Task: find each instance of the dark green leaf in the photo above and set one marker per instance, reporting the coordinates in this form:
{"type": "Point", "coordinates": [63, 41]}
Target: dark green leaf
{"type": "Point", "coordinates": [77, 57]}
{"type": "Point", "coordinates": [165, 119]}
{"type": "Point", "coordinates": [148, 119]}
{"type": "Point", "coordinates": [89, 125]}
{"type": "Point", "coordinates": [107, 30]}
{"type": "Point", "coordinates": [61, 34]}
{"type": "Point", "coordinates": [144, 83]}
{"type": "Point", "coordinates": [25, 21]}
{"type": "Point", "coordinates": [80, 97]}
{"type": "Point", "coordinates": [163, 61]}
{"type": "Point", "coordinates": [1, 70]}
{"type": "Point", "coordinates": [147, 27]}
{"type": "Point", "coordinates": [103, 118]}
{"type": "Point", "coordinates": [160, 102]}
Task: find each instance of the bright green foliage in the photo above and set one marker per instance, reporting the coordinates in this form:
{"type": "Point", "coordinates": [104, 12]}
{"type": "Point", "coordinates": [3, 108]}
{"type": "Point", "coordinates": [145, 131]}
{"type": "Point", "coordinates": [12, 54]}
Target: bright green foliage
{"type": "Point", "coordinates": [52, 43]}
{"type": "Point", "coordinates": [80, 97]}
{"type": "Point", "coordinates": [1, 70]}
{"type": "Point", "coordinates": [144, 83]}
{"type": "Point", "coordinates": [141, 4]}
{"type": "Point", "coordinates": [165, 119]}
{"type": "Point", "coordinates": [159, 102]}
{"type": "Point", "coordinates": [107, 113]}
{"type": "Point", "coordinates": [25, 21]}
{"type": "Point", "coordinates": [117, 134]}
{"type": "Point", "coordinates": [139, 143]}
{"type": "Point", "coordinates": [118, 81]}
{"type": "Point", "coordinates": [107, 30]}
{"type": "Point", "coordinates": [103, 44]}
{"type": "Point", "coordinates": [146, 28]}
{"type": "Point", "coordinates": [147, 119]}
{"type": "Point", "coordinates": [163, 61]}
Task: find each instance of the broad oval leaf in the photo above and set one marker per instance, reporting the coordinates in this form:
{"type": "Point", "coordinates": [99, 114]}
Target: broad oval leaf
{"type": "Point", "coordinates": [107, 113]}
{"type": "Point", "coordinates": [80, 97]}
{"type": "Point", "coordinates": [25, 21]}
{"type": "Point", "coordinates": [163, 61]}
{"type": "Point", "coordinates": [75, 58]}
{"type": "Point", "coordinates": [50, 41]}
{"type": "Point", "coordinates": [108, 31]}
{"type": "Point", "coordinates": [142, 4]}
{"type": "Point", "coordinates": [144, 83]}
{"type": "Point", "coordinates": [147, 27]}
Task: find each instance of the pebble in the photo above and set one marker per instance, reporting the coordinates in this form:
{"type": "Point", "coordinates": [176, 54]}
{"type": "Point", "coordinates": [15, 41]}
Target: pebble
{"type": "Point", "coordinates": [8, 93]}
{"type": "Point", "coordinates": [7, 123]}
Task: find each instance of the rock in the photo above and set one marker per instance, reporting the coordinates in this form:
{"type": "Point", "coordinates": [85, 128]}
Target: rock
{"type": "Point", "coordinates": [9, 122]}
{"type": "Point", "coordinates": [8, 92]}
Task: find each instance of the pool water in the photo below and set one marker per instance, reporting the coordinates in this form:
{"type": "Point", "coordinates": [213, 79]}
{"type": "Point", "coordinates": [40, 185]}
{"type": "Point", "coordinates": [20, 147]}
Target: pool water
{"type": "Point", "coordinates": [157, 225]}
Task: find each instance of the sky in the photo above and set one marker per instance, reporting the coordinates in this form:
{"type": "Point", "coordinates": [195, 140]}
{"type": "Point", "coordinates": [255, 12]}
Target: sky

▸ **Set task**: Retype all of the lines above exactly, with no changes.

▸ **Expected answer**:
Task: find each instance of the dark green leaf in the photo above and set one marker per instance, reporting the coordinates in this form:
{"type": "Point", "coordinates": [63, 41]}
Target: dark green leaf
{"type": "Point", "coordinates": [77, 57]}
{"type": "Point", "coordinates": [165, 119]}
{"type": "Point", "coordinates": [148, 119]}
{"type": "Point", "coordinates": [89, 125]}
{"type": "Point", "coordinates": [107, 30]}
{"type": "Point", "coordinates": [61, 34]}
{"type": "Point", "coordinates": [144, 83]}
{"type": "Point", "coordinates": [25, 21]}
{"type": "Point", "coordinates": [80, 97]}
{"type": "Point", "coordinates": [163, 61]}
{"type": "Point", "coordinates": [1, 70]}
{"type": "Point", "coordinates": [147, 27]}
{"type": "Point", "coordinates": [103, 118]}
{"type": "Point", "coordinates": [160, 102]}
Task: find each instance of the bright green foliage in the photo above and set one marker per instance, reporting the coordinates in this form:
{"type": "Point", "coordinates": [104, 12]}
{"type": "Point", "coordinates": [3, 108]}
{"type": "Point", "coordinates": [145, 131]}
{"type": "Point", "coordinates": [12, 54]}
Target: bright green foliage
{"type": "Point", "coordinates": [52, 43]}
{"type": "Point", "coordinates": [80, 97]}
{"type": "Point", "coordinates": [1, 70]}
{"type": "Point", "coordinates": [144, 83]}
{"type": "Point", "coordinates": [141, 4]}
{"type": "Point", "coordinates": [165, 119]}
{"type": "Point", "coordinates": [159, 102]}
{"type": "Point", "coordinates": [107, 113]}
{"type": "Point", "coordinates": [25, 21]}
{"type": "Point", "coordinates": [117, 134]}
{"type": "Point", "coordinates": [139, 143]}
{"type": "Point", "coordinates": [118, 81]}
{"type": "Point", "coordinates": [107, 30]}
{"type": "Point", "coordinates": [103, 44]}
{"type": "Point", "coordinates": [146, 28]}
{"type": "Point", "coordinates": [147, 119]}
{"type": "Point", "coordinates": [163, 61]}
Task: find each instance of the broad oval leaf in the photo above and set one marker per instance, reporting the coordinates in this form:
{"type": "Point", "coordinates": [99, 114]}
Target: broad oval leaf
{"type": "Point", "coordinates": [107, 113]}
{"type": "Point", "coordinates": [80, 97]}
{"type": "Point", "coordinates": [25, 21]}
{"type": "Point", "coordinates": [163, 61]}
{"type": "Point", "coordinates": [75, 58]}
{"type": "Point", "coordinates": [50, 41]}
{"type": "Point", "coordinates": [108, 31]}
{"type": "Point", "coordinates": [142, 4]}
{"type": "Point", "coordinates": [144, 83]}
{"type": "Point", "coordinates": [147, 27]}
Task: find each instance of the pebble in the photo above and set one marker per instance, reporting the coordinates in this form:
{"type": "Point", "coordinates": [176, 54]}
{"type": "Point", "coordinates": [15, 41]}
Target: pebble
{"type": "Point", "coordinates": [8, 93]}
{"type": "Point", "coordinates": [7, 123]}
Task: find each instance of the rock in the photo above and set one marker per instance, reporting the coordinates in this form:
{"type": "Point", "coordinates": [85, 128]}
Target: rock
{"type": "Point", "coordinates": [9, 122]}
{"type": "Point", "coordinates": [8, 92]}
Task: find each instance of the pool water in the photo below and set one marker per instance, reporting the coordinates in this form:
{"type": "Point", "coordinates": [213, 79]}
{"type": "Point", "coordinates": [40, 185]}
{"type": "Point", "coordinates": [20, 147]}
Target: pool water
{"type": "Point", "coordinates": [157, 225]}
Task: find each instance of the sky in the photo above and set one marker per instance, reporting the coordinates in this form:
{"type": "Point", "coordinates": [195, 140]}
{"type": "Point", "coordinates": [255, 12]}
Target: sky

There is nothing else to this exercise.